**Brief:**
Reproduce the rows below word for word, beginning with the line that contains "parked car -> point" and continuing through the final line of the rows.

(Image point annotation entries)

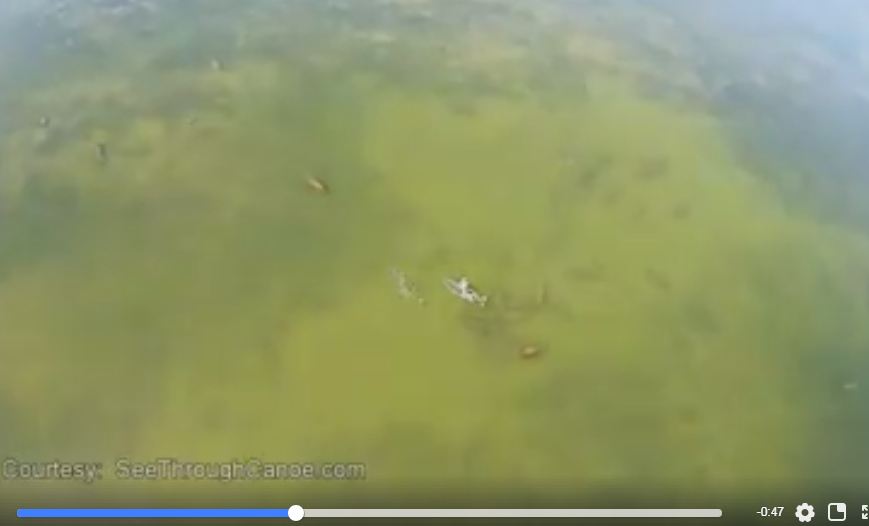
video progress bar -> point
(297, 513)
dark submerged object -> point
(526, 352)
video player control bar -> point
(297, 513)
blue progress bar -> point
(152, 513)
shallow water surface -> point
(697, 287)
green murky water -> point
(639, 203)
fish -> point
(317, 185)
(406, 288)
(462, 289)
(102, 152)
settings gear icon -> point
(805, 512)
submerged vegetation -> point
(199, 202)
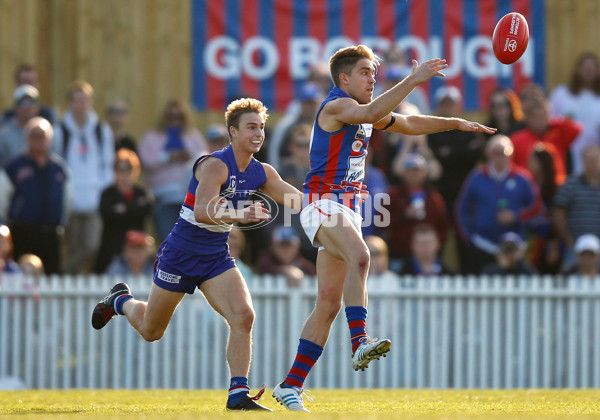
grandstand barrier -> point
(454, 332)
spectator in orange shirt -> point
(540, 127)
(412, 202)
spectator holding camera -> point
(587, 256)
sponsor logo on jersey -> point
(169, 278)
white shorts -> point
(313, 216)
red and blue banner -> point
(265, 48)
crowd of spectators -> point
(79, 194)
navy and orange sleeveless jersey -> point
(196, 238)
(337, 161)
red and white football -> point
(510, 38)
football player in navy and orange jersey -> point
(332, 194)
(195, 254)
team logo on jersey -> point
(229, 192)
(235, 203)
(356, 145)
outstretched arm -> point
(280, 191)
(427, 124)
(209, 208)
(349, 111)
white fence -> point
(446, 333)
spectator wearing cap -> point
(31, 265)
(13, 141)
(457, 151)
(34, 197)
(137, 256)
(283, 257)
(124, 205)
(117, 116)
(496, 198)
(26, 74)
(577, 203)
(7, 262)
(302, 110)
(87, 145)
(413, 201)
(510, 257)
(587, 256)
(216, 137)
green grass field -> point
(328, 404)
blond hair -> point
(243, 106)
(129, 156)
(41, 123)
(344, 60)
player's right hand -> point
(254, 213)
(428, 69)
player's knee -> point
(329, 308)
(243, 319)
(361, 259)
(152, 334)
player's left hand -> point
(465, 125)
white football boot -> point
(290, 398)
(368, 350)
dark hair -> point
(183, 108)
(548, 183)
(21, 68)
(243, 106)
(344, 60)
(575, 82)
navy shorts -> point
(178, 271)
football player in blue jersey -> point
(332, 195)
(195, 254)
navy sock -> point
(238, 389)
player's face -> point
(362, 81)
(250, 133)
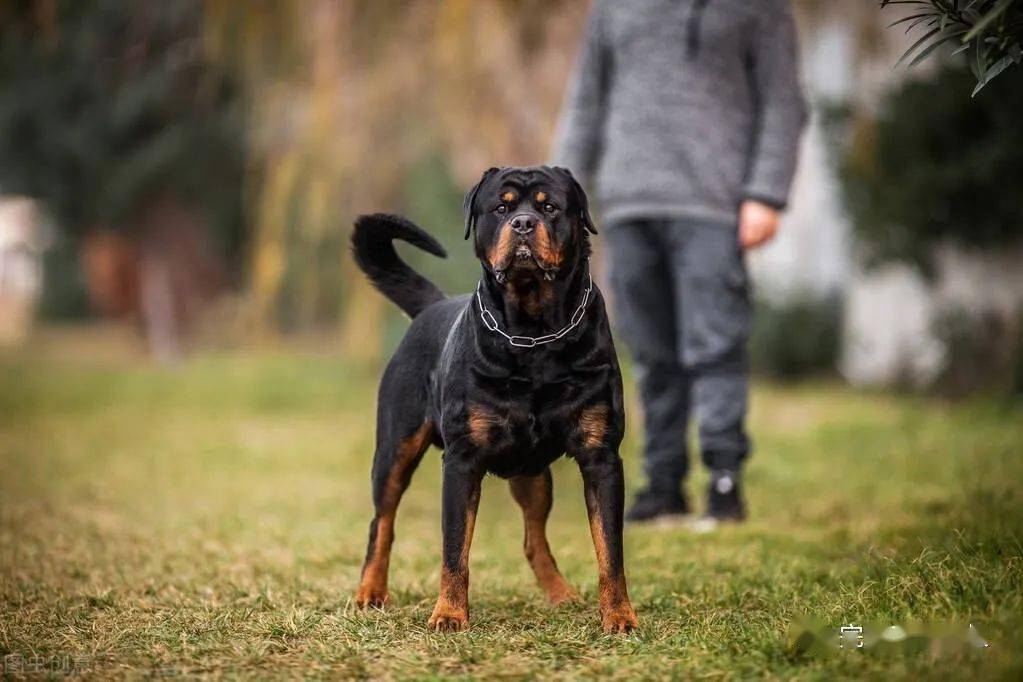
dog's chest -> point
(523, 435)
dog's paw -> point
(448, 619)
(619, 619)
(370, 595)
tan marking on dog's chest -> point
(481, 421)
(593, 425)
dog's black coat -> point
(492, 407)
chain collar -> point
(490, 321)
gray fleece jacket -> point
(684, 107)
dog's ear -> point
(469, 206)
(580, 198)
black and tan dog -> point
(505, 380)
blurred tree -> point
(990, 31)
(113, 118)
(937, 167)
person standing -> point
(684, 118)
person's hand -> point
(757, 223)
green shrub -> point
(798, 338)
(936, 166)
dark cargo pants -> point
(682, 307)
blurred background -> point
(189, 171)
(188, 354)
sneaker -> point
(652, 505)
(724, 499)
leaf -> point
(933, 46)
(930, 34)
(992, 73)
(909, 18)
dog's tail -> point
(375, 256)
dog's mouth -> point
(521, 259)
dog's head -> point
(530, 222)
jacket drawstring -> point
(693, 27)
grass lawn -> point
(212, 519)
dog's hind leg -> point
(394, 463)
(534, 496)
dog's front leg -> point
(460, 501)
(604, 485)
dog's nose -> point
(523, 223)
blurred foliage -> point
(798, 338)
(990, 32)
(983, 351)
(382, 105)
(108, 105)
(936, 167)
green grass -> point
(212, 519)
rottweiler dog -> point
(504, 380)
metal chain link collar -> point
(490, 321)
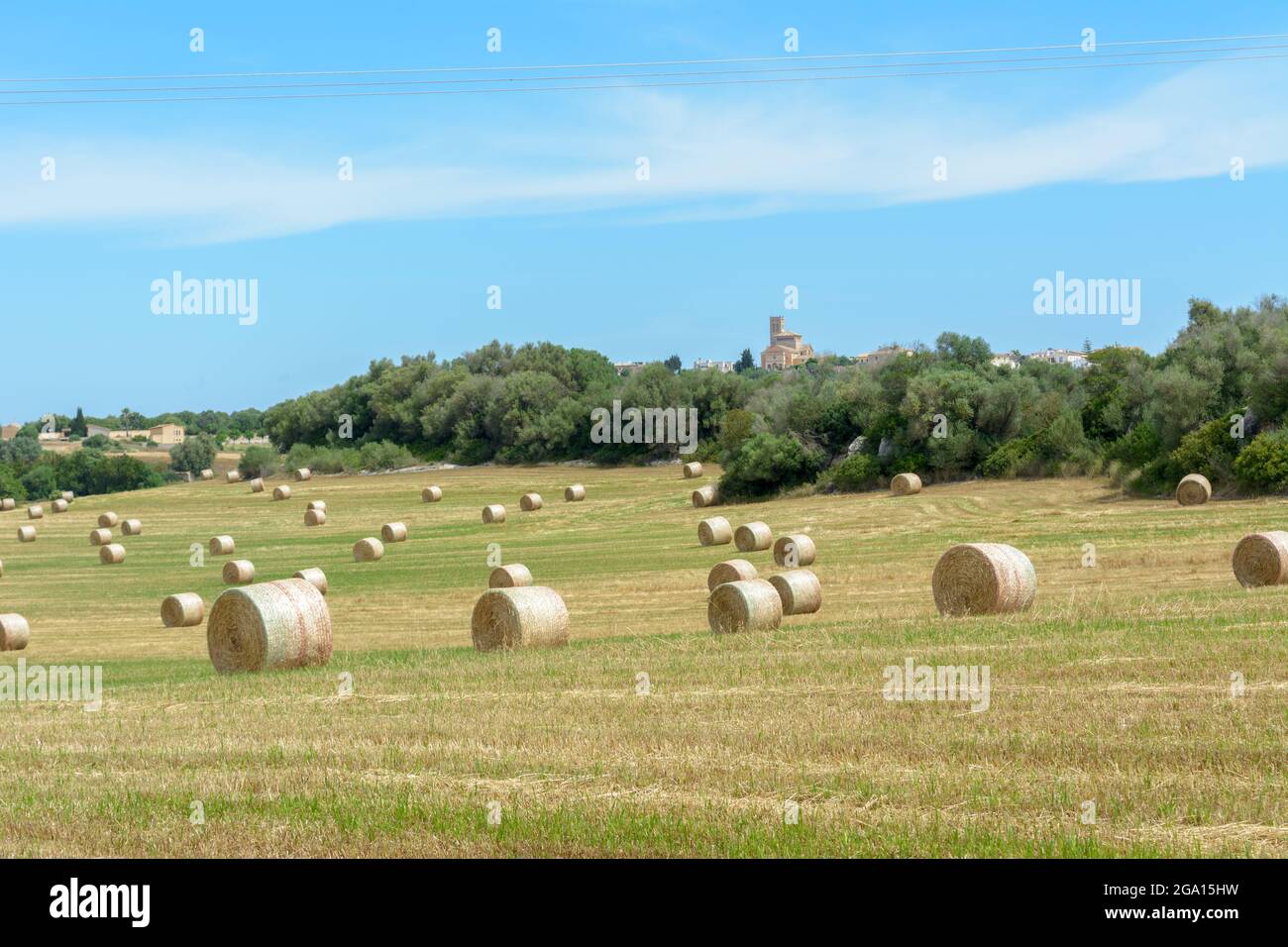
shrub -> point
(1263, 463)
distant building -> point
(166, 433)
(877, 357)
(785, 348)
(1070, 357)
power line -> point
(639, 64)
(625, 75)
(629, 85)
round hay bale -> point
(509, 577)
(269, 625)
(906, 484)
(983, 579)
(183, 609)
(729, 571)
(800, 591)
(1261, 558)
(704, 496)
(14, 633)
(748, 604)
(531, 616)
(797, 547)
(239, 573)
(715, 531)
(1193, 489)
(369, 549)
(752, 538)
(314, 578)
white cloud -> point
(722, 157)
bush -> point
(768, 464)
(1263, 463)
(259, 462)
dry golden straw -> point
(983, 579)
(795, 549)
(704, 496)
(111, 554)
(799, 590)
(752, 538)
(314, 578)
(239, 573)
(1261, 558)
(748, 604)
(509, 577)
(269, 625)
(14, 633)
(729, 571)
(1193, 489)
(715, 531)
(531, 616)
(369, 549)
(183, 609)
(905, 484)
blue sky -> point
(823, 185)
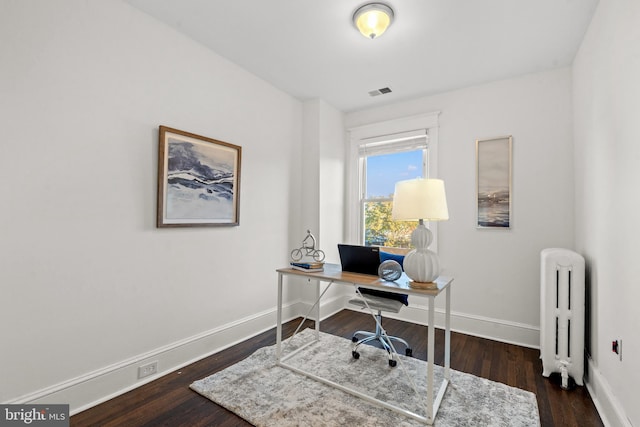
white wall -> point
(322, 195)
(88, 284)
(497, 280)
(606, 111)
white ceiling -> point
(310, 48)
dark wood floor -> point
(168, 401)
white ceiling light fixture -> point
(373, 19)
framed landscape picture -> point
(198, 180)
(493, 177)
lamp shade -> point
(373, 19)
(420, 198)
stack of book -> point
(309, 267)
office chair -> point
(380, 301)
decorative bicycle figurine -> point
(308, 248)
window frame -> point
(388, 131)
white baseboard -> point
(607, 405)
(484, 327)
(95, 387)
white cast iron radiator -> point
(562, 314)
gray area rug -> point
(268, 395)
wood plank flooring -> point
(168, 401)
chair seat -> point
(378, 303)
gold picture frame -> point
(493, 182)
(198, 180)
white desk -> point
(333, 274)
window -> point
(380, 154)
(381, 164)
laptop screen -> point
(359, 259)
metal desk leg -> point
(430, 356)
(447, 335)
(279, 320)
(318, 309)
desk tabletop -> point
(334, 273)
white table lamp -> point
(421, 200)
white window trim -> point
(403, 128)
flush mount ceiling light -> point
(373, 19)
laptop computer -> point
(359, 259)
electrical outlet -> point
(616, 347)
(148, 369)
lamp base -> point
(422, 285)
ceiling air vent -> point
(382, 91)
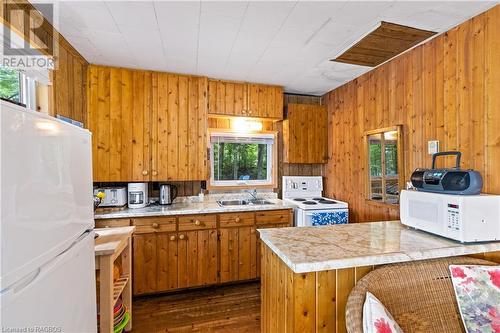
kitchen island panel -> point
(304, 302)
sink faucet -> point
(253, 193)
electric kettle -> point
(167, 194)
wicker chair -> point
(419, 295)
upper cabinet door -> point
(245, 99)
(227, 98)
(179, 127)
(119, 107)
(305, 134)
(265, 101)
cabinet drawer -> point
(111, 223)
(274, 216)
(197, 222)
(236, 219)
(154, 224)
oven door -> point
(325, 217)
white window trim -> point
(269, 181)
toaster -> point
(113, 196)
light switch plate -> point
(432, 147)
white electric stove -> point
(311, 208)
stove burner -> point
(327, 202)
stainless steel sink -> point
(260, 202)
(244, 202)
(232, 202)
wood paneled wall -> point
(447, 89)
(67, 96)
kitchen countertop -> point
(185, 208)
(312, 249)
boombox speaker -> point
(449, 181)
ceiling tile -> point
(224, 8)
(140, 14)
(88, 15)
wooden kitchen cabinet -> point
(197, 258)
(271, 219)
(179, 127)
(119, 109)
(145, 263)
(238, 253)
(305, 134)
(228, 98)
(147, 126)
(265, 101)
(176, 252)
(168, 256)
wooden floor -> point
(234, 308)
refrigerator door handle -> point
(31, 277)
(23, 283)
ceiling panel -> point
(139, 14)
(281, 42)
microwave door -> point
(427, 214)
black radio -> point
(449, 181)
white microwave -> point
(465, 218)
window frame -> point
(401, 169)
(27, 91)
(272, 162)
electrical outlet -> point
(432, 147)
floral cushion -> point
(376, 318)
(477, 289)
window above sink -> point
(242, 160)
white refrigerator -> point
(47, 278)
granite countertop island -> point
(313, 249)
(188, 206)
(308, 273)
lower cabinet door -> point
(258, 241)
(145, 263)
(167, 268)
(197, 258)
(238, 254)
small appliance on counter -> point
(113, 196)
(465, 218)
(167, 194)
(138, 195)
(449, 181)
(311, 208)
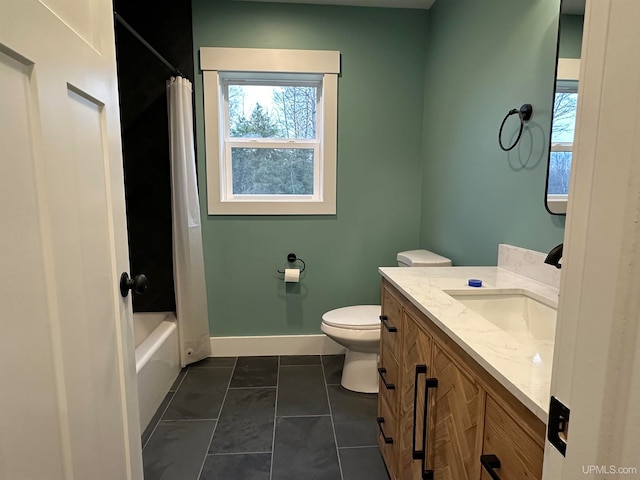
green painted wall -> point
(483, 59)
(570, 36)
(379, 155)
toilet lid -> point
(362, 317)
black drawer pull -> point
(489, 462)
(383, 319)
(429, 383)
(420, 369)
(387, 440)
(388, 386)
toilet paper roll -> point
(292, 275)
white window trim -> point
(568, 69)
(215, 60)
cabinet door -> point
(520, 455)
(456, 412)
(415, 369)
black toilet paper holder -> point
(292, 258)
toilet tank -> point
(421, 258)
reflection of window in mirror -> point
(562, 132)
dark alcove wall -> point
(142, 78)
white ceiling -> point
(423, 4)
(573, 7)
(569, 7)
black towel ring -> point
(525, 114)
(291, 258)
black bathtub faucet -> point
(554, 256)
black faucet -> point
(554, 256)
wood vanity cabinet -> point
(469, 415)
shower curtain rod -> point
(122, 22)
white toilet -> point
(358, 329)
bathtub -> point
(157, 360)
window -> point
(270, 129)
(562, 134)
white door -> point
(596, 369)
(68, 399)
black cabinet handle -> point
(383, 319)
(388, 386)
(388, 440)
(428, 384)
(489, 462)
(138, 284)
(417, 454)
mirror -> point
(565, 103)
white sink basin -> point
(517, 313)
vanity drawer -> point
(391, 322)
(519, 454)
(387, 435)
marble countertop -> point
(522, 367)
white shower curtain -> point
(188, 260)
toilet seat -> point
(358, 317)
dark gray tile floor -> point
(263, 418)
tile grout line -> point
(333, 428)
(275, 418)
(166, 408)
(204, 460)
(221, 454)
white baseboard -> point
(274, 345)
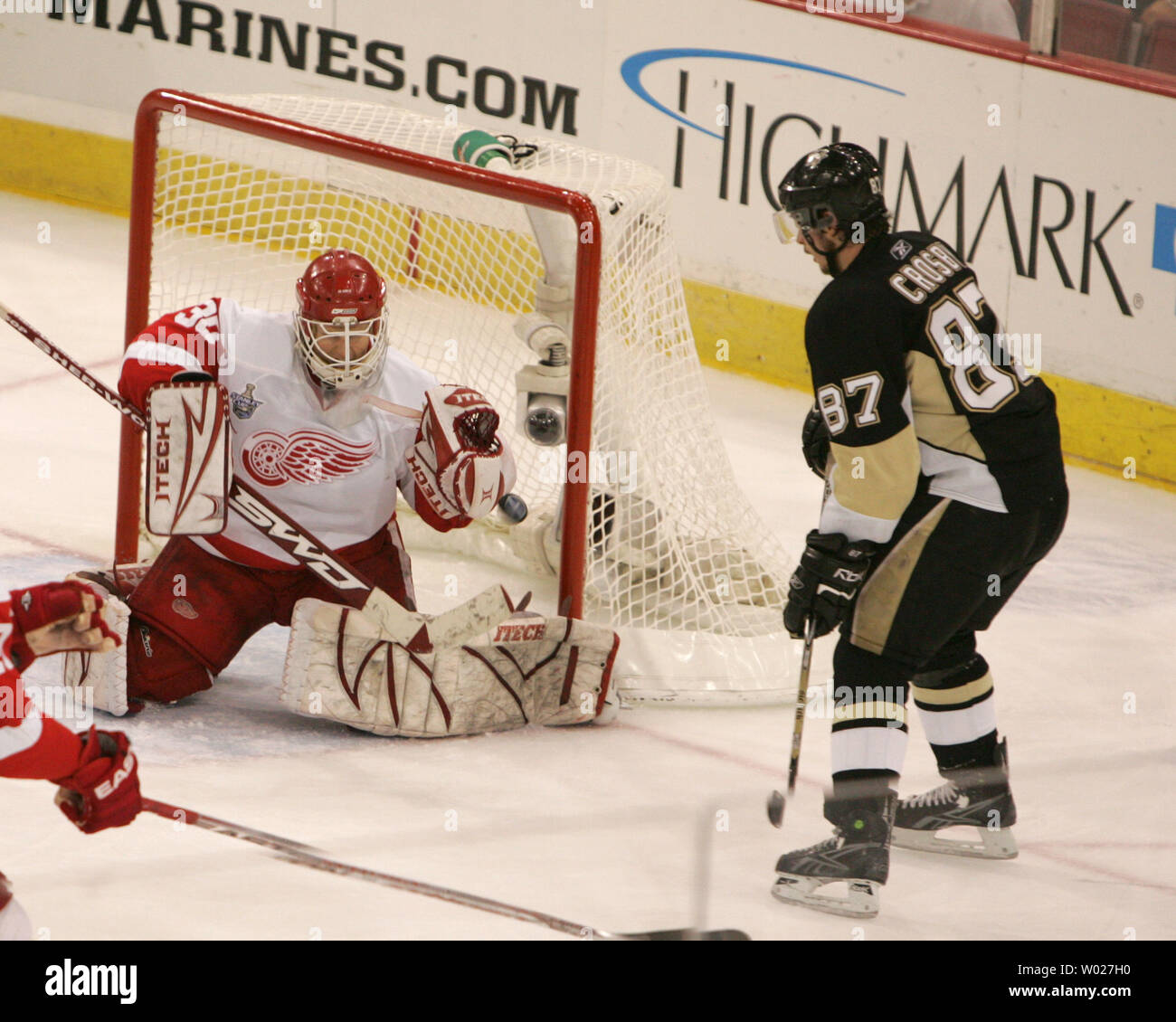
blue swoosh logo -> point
(634, 65)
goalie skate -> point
(971, 815)
(858, 856)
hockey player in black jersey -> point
(944, 487)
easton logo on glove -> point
(107, 788)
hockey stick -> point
(305, 856)
(776, 800)
(406, 627)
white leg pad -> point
(528, 669)
(105, 674)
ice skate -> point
(858, 856)
(972, 814)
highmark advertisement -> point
(1045, 181)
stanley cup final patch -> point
(245, 404)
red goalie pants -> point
(193, 611)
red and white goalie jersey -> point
(334, 469)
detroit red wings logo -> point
(305, 457)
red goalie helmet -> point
(340, 322)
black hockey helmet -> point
(843, 179)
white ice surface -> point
(600, 826)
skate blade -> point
(991, 843)
(861, 903)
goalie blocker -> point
(528, 669)
(187, 457)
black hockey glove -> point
(824, 583)
(815, 441)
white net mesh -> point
(675, 551)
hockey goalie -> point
(329, 421)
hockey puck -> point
(513, 507)
(776, 809)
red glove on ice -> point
(104, 790)
(55, 617)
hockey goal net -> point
(636, 517)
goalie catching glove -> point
(462, 468)
(826, 582)
(527, 669)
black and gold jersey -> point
(915, 379)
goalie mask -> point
(340, 322)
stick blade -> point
(687, 935)
(776, 809)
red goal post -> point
(176, 104)
(636, 521)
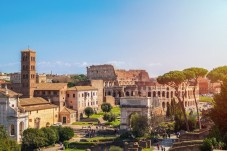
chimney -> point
(7, 92)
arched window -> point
(171, 94)
(12, 129)
(21, 128)
(163, 105)
(167, 95)
(154, 94)
(149, 94)
(163, 93)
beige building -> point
(12, 116)
(41, 78)
(55, 92)
(80, 97)
(67, 116)
(41, 113)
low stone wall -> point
(194, 136)
(187, 143)
(186, 148)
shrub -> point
(88, 111)
(115, 148)
(32, 139)
(106, 107)
(50, 135)
(66, 133)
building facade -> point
(12, 116)
(28, 73)
(80, 97)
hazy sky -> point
(156, 35)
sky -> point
(155, 35)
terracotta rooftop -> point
(82, 88)
(33, 101)
(50, 86)
(67, 110)
(28, 50)
(10, 92)
(34, 104)
(39, 107)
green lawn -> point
(147, 149)
(100, 138)
(205, 99)
(75, 149)
(115, 110)
(85, 123)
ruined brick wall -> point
(99, 85)
(101, 72)
(129, 77)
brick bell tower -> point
(28, 73)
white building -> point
(80, 97)
(4, 76)
(15, 77)
(12, 116)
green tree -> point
(65, 133)
(219, 113)
(168, 111)
(139, 124)
(193, 78)
(106, 107)
(7, 144)
(174, 79)
(88, 111)
(32, 139)
(50, 135)
(115, 148)
(217, 74)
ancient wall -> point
(129, 77)
(99, 85)
(101, 72)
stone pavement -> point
(166, 143)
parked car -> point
(57, 124)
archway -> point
(154, 94)
(163, 93)
(12, 130)
(37, 123)
(149, 94)
(163, 105)
(21, 128)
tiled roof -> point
(27, 50)
(39, 107)
(10, 92)
(67, 110)
(34, 104)
(82, 88)
(33, 101)
(50, 86)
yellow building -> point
(41, 113)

**Output below:**
parked car -> point
(57, 124)
archway -> point
(154, 94)
(163, 93)
(12, 130)
(37, 123)
(149, 94)
(163, 105)
(21, 128)
tiled roof -> point
(27, 50)
(39, 107)
(10, 92)
(67, 110)
(34, 104)
(82, 88)
(33, 101)
(50, 86)
yellow building -> point
(41, 113)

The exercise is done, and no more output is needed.